§ **Assignment**:
Go through the material under this sentence. Return every line holding "bird".

§ **Material provided**:
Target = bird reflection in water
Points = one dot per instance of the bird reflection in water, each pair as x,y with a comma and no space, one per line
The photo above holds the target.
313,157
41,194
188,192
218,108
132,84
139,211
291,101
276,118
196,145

§ **Answer for the task**:
Target = bird reflection in water
Points = one dot per instance of the bird reflection in water, each pair as x,y with a comma and no space, one per line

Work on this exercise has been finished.